Friday 20 March 2015

What do you want to do when you are grown-up?

A question which it has become almost impossible answer honestly and hopefully.

At least, if you are a boy. Girls have the enduring possibility of motherhood - if they have not been taught to despise it.



Nicholas Fulford said...

Imagine your better self, then pull yourself up to that level.

It is less the choice of vocation than the honesty with which a person toils. The character of Sisyphus toils with his rock every day, pushing it up the mountain, and at the end of each day it rolls over him; the next day he starts again. This image describes the common lot, but let's look at it through a different lens. I like the lens that Robert Heinlein uses with Rodin's Fallen Caryatid - my favourite sculpture by the way.

For three thousand years architects designed buildings with columns shaped as female figures. At last Rodin pointed out that this was work too heavy for a girl. He didn’t say, ‘Look, you jerks, if you must do this, make it a brawny male figure.’ No, he showed it. This poor little caryatid has fallen under the load. She’s a good girl-look at her face. Serious, unhappy at her failure, not blaming anyone, not even the gods…and still trying to shoulder her load, after she’s crumpled under it.

• **Exercises**
(A) Rewrite the post on growing up starting with "A question which" and going on through "to that level.", with "better self" changed to "higher self".
(B) Could you extend the post on growing up beyond its last sentence?
The records that follow are separate from the post on growing up.

• **Provided records**

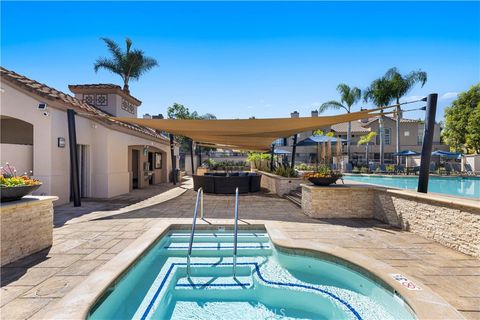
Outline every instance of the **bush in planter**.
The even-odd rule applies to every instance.
[[[307,172],[303,175],[305,180],[312,182],[317,186],[328,186],[335,183],[338,179],[341,179],[343,174],[338,171],[333,171],[330,166],[320,166],[314,172]]]
[[[10,166],[8,162],[5,167],[1,168],[0,200],[2,202],[21,199],[42,185],[39,180],[32,179],[27,173],[18,177],[16,172],[15,168]]]
[[[285,177],[285,178],[296,178],[296,177],[298,177],[297,171],[295,171],[295,169],[293,169],[292,167],[289,167],[289,166],[280,165],[275,169],[274,173],[278,176],[282,176],[282,177]]]

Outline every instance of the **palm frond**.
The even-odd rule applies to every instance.
[[[322,105],[318,108],[318,112],[324,113],[328,109],[334,109],[334,110],[345,109],[346,111],[348,111],[347,107],[345,107],[343,104],[341,104],[338,101],[332,100],[332,101],[322,103]]]
[[[117,61],[121,61],[123,57],[123,52],[122,52],[122,49],[120,49],[120,47],[118,46],[118,44],[115,41],[108,38],[100,38],[100,39],[102,39],[105,42],[105,44],[108,47],[108,51],[110,51],[113,57]]]

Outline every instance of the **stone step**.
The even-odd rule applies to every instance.
[[[219,243],[219,242],[230,242],[233,243],[234,235],[233,233],[196,233],[194,242],[202,243]],[[171,243],[189,243],[190,234],[189,233],[172,233],[169,235]],[[268,242],[267,233],[239,233],[238,242]]]

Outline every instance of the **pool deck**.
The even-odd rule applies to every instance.
[[[60,298],[114,258],[157,222],[190,224],[195,193],[189,180],[116,197],[87,201],[82,208],[55,209],[53,246],[1,271],[4,319],[44,319]],[[234,198],[205,195],[202,223],[231,223]],[[264,221],[294,240],[332,244],[387,263],[415,277],[467,319],[480,319],[480,260],[376,220],[305,216],[275,195],[240,196],[241,224]]]

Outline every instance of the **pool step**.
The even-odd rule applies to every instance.
[[[169,235],[172,243],[189,243],[190,234],[187,233],[172,233]],[[239,242],[268,242],[268,234],[266,233],[239,233]],[[194,242],[233,242],[233,233],[196,233]]]
[[[231,270],[230,270],[231,271]],[[221,277],[183,277],[179,278],[175,290],[239,290],[253,286],[251,276],[221,276]]]
[[[267,255],[272,252],[268,243],[263,242],[239,242],[238,254],[240,256]],[[185,256],[188,252],[188,243],[172,242],[163,247],[169,256]],[[232,243],[194,242],[192,255],[197,257],[228,257],[233,254]]]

• **Results for the exercise**
(A)
A question which it has become almost impossible answer honestly and hopefully.

At least, if you are a boy. Girls have the enduring possibility of motherhood - if they have not been taught to despise it.



Nicholas Fulford said...

Imagine your higher self, then pull yourself up to that level.

(B)
“But she’s more than good art denouncing bad art; she’s a symbol for every woman who ever shouldered a load too heavy. But not alone women—this symbol means every man and woman who ever sweated out life in uncomplaining fortitude, until they crumpled under their loads. It’s courage, […] and victory.”


“Victory in defeat; there is none higher. She didn’t give up[…]; she’s still trying to lift that stone after it has crushed her. She’s a father working while cancer eats away his insides, to bring home one more pay check. She’s a twelve-year old trying to mother her brothers and sisters because Mama had to go to Heaven. She’s a switchboard operator sticking to her post while smoke chokes her and fire cuts off her escape. She’s all the unsung heroes who couldn’t make it but never quit.

We progress through ideals and resistance training. The knife that does not know the stone is dull. The ox that knows not the yoke is weak. A man without courage is degenerate. We struggle to find and act upon that courage with passion, sympathy and tenacity, and as we succeed we progress. The fact that in the end we collapse like the Fallen Caryatid just proves us, because we do not surrender under the burden - ever.

Luqman said...

The most common answer I receive, in variations but with the same underlying theme, and a bit depressing: I want to grow up to be free of responsibility.

Bruce Charlton said...

@L - This is the triumph of Leftism.

In essence it is anti-life: the desire for a minimal risk, comfortable and pleasant existence, death without suffering and then annihilation - lacking which suicide must be very appealing.

However, none of that is an option if, as the vast majority of humanity have always believed, death is NOT annihilation.